:: DATA FOR THE TASK
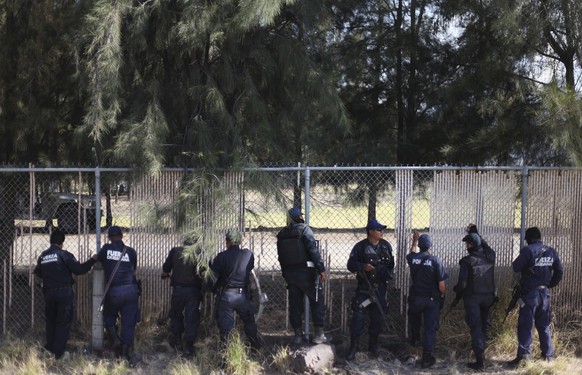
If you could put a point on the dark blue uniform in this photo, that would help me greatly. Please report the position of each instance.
(477, 285)
(123, 295)
(301, 279)
(55, 266)
(186, 296)
(231, 284)
(540, 269)
(426, 272)
(379, 255)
::::
WORK TO DO
Write out every line of the material above again without the pictures. Multiply each coordinate by 1.5 and round it to a whole number, rounding halves up.

COMPLETE ANSWER
If you could put a point on the dark blue uniform in this photo, that would help me greatly. Please report the position of each instance.
(716, 428)
(185, 443)
(452, 419)
(83, 399)
(279, 444)
(347, 426)
(810, 404)
(639, 408)
(569, 383)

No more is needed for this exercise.